EXTRACT PROVIDED:
'''

If you are a member of Handyman Marketing Machine, I teach E-mail marketing in Module 5. Go through that for additional tips and insights.
Additionally, I’m working on a new marketing program which will come out shortly. So, make sure to sign up for my email list anywhere on this website to get notified when it’s released.
Again, addressing COVID-19 concerns could be the most important marketing tool you could possibly use right now (other than the tools you use to be found by new customers in the first place).
Scenario #2 – You are at risk of being laid off (or already have been).
If this is the case you will first want to decide if starting a business is your best option.
While many of my students who are just getting started experience very fast growth with their businesses, this should not be expected as the norm – especially during a recession.
Anticipate to spend at least 3 months with little to no income while investing at least a couple thousands dollars to get started. Your business may grow faster than this, but given the current circumstances it will likely take longer.
If you have some runway financially and can go a few months with no income, then proceed just like any other time when starting your business (with the additional stuff I added above). I have over a hundred free articles and resources to help you as well as more in depth and step-by-step trainings to help you accelerate your success.
Scenario #3 – If you don’t need short-term cash flow, but still want to grow your business.
This is for you if you are just starting a business or want to start a business to escape your day job. Or, if you are a seasoned pro who can afford to take a few weeks off.
This is a good position to be in because you’ll likely have extra time at home. If you currently work a 9-5, this offers a huge opportunity to focus on your business for a while.
If you are usually swamped with jobs as a pro handyman and never get a chance to build systems or improve your business, this is also a great opportunity.
Now is the time to invest in your business knowledge and skills. Well, it’s really always a good time to do those things, but now is a REALLY good time.

'''

REQUIRED WORK:
Carry on the advice on running a handyman business during COVID-19, picking up right after its final sentence above.

DATA UNDER STUDY:
'''

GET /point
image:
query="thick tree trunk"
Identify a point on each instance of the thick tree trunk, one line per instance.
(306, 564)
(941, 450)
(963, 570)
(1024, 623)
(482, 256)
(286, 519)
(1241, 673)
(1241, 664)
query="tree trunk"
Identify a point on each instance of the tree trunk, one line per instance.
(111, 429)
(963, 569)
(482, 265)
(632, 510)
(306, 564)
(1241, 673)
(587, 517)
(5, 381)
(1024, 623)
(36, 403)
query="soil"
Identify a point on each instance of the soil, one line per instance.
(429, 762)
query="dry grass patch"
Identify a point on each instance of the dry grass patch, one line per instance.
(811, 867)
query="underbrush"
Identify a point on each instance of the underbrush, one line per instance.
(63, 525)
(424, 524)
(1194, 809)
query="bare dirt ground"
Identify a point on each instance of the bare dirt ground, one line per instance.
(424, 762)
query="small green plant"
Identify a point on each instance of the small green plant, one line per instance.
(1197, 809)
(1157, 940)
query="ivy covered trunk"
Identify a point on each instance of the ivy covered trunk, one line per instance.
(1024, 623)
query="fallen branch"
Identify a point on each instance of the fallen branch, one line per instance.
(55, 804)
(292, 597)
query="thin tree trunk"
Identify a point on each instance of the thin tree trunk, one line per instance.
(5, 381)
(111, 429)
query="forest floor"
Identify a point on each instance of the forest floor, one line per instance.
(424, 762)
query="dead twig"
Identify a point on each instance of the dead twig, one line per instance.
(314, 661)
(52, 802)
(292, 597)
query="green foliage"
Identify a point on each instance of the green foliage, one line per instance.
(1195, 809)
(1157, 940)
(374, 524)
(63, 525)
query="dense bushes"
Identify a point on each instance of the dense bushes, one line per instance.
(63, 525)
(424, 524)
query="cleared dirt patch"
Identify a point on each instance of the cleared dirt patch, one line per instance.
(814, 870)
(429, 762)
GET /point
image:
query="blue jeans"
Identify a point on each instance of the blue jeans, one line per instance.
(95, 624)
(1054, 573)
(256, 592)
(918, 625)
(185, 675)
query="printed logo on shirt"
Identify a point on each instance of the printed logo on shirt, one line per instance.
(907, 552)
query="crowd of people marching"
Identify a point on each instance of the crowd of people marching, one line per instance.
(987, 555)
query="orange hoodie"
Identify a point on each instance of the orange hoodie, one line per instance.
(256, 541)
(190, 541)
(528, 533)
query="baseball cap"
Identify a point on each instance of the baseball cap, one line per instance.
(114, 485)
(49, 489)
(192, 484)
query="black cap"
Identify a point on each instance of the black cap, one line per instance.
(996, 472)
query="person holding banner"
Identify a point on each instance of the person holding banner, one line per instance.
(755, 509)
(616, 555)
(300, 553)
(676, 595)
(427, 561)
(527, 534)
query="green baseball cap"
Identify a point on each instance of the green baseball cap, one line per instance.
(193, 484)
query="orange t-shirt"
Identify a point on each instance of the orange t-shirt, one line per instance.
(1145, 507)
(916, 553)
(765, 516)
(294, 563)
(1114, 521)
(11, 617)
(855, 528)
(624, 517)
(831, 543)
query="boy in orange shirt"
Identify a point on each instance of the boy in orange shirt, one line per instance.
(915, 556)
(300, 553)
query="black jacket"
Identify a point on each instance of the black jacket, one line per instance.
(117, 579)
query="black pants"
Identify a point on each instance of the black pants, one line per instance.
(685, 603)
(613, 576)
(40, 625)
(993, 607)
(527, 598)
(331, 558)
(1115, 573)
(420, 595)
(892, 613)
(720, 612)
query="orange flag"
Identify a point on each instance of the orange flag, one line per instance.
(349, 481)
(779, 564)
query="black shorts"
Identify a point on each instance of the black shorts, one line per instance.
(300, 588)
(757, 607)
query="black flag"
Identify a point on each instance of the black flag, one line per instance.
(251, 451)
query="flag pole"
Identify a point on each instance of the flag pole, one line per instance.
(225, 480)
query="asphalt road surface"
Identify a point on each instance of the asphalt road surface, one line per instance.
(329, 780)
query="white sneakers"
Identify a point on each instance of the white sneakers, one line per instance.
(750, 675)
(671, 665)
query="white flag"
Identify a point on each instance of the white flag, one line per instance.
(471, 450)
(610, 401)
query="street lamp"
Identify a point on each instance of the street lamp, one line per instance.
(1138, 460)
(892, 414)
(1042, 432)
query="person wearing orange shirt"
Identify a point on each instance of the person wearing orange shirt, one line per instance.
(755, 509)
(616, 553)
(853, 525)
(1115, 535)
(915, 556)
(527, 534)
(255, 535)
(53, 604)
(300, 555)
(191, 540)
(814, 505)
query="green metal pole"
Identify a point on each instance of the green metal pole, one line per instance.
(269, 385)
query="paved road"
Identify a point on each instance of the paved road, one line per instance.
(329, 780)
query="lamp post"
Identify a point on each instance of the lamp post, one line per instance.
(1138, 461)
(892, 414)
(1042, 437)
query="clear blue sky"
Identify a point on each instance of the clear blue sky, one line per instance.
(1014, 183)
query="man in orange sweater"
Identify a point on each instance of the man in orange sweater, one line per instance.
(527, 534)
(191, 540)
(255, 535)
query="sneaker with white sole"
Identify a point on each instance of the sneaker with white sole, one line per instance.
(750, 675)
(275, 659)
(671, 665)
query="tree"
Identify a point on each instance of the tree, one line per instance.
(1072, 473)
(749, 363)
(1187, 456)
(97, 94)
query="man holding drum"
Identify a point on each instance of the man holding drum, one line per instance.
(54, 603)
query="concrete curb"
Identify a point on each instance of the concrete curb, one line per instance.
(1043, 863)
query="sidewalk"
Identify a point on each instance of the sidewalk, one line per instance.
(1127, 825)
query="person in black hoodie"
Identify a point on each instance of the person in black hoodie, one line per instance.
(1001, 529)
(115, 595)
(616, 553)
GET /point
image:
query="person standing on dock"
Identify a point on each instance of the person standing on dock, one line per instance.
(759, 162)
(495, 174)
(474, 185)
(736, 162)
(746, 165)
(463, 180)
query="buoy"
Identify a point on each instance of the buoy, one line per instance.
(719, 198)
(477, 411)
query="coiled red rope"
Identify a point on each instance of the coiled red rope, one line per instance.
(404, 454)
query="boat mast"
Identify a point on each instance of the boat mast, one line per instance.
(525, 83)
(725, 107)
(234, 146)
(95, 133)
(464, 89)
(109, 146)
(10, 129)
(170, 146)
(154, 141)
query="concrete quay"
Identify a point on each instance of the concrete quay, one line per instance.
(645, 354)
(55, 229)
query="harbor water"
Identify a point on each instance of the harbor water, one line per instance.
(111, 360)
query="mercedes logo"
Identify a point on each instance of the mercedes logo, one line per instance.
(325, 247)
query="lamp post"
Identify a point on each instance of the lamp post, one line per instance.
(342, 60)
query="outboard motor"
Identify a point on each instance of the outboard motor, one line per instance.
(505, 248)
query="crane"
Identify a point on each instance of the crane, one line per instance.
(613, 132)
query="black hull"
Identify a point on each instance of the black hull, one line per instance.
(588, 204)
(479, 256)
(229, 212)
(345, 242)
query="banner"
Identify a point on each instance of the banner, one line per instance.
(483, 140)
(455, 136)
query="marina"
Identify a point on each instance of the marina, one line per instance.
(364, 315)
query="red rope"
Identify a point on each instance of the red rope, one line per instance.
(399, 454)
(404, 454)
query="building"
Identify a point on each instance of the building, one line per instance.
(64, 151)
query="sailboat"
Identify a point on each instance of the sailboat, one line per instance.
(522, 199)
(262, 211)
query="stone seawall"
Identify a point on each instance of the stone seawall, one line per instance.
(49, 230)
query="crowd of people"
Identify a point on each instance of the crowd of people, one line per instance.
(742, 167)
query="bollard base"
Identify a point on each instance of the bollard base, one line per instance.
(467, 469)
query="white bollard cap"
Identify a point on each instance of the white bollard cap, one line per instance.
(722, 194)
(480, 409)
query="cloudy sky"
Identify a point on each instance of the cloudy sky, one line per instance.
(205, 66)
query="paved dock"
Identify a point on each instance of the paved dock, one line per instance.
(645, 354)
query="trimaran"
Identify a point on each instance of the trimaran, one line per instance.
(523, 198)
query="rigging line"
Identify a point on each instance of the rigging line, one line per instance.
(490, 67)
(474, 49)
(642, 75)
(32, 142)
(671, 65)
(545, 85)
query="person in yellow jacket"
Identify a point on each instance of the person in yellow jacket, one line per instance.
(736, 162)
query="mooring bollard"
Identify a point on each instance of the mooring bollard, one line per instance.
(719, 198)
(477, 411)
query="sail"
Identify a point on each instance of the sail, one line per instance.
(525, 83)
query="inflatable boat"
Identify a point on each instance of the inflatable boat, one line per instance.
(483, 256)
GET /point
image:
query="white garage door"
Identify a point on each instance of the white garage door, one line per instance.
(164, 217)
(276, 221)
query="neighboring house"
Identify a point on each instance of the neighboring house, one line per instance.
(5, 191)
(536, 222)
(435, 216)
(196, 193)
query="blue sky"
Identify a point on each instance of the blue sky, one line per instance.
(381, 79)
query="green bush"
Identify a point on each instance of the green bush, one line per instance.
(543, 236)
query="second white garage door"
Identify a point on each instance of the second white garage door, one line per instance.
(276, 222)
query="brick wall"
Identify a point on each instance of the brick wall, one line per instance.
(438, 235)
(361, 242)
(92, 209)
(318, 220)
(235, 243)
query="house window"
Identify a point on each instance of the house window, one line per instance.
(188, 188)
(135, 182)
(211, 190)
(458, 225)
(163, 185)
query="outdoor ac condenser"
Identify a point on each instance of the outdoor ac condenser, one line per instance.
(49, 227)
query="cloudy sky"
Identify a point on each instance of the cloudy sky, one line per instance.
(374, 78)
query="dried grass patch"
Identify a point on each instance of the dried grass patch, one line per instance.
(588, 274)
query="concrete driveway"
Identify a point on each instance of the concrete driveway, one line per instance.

'''

ANSWER BOX:
For a handyman business, there are several areas to focus on that tend to yield the best results:
- Your marketing. By optimizing your marketing you can focus on attracting customers who are closer to you or just for jobs that tend to be more profitable. This is also helpful if you’re just starting your business.
- Your Pricing. Most handymen are leaving so much money on the table every year it’s ridiculous. Limiting beliefs, a lack of a pricing strategy, and just lack of knowledge about the industry in general lead to very expensive mistakes.
- Your Scheduling. This ties in with your pricing strategy and can lead to dramatic boosts in profit long term.
- Your Systems. Create checklists. Improve how you bill customers. Upgrade your business software. Re-organize your tools. Switch to an S corp. Optimizing these things doesn’t always pay off directly, but will save time and energy which frees you up to make more money or just enjoy more life.
You don’t have to do them all. Just one thing at a time.
Just ask yourself the following questions:
What can I do now that will save me time in the future?
What can I do now that will increase my income per hour worked in the future?
What can I do now to position my business for success in the future?
Then, just pick one thing and actually do it. Staying productive is a great way to gain a sense of control, even in the midst of uncertainty.
It’s easy to fall victim to the idea that a situation is helpless, but there is always something you can do. There are always opportunities. There is always a silver lining.
Sure, certain things will suck for a little bit. But don’t just let circumstances mow you over. Get up and focus on what you can improve. Shut off the news. Take a few deep breaths. And get to work. Just choose one small thing and do it. Then do the same thing tomorrow. Then do that every day.
Any time there is disruption in the world, wealth changes hands. Everyone will suffer losses in the short term, but in the long run, some will gain from this and some will continue to suffer massive losses. You have the choice of which category you fall into.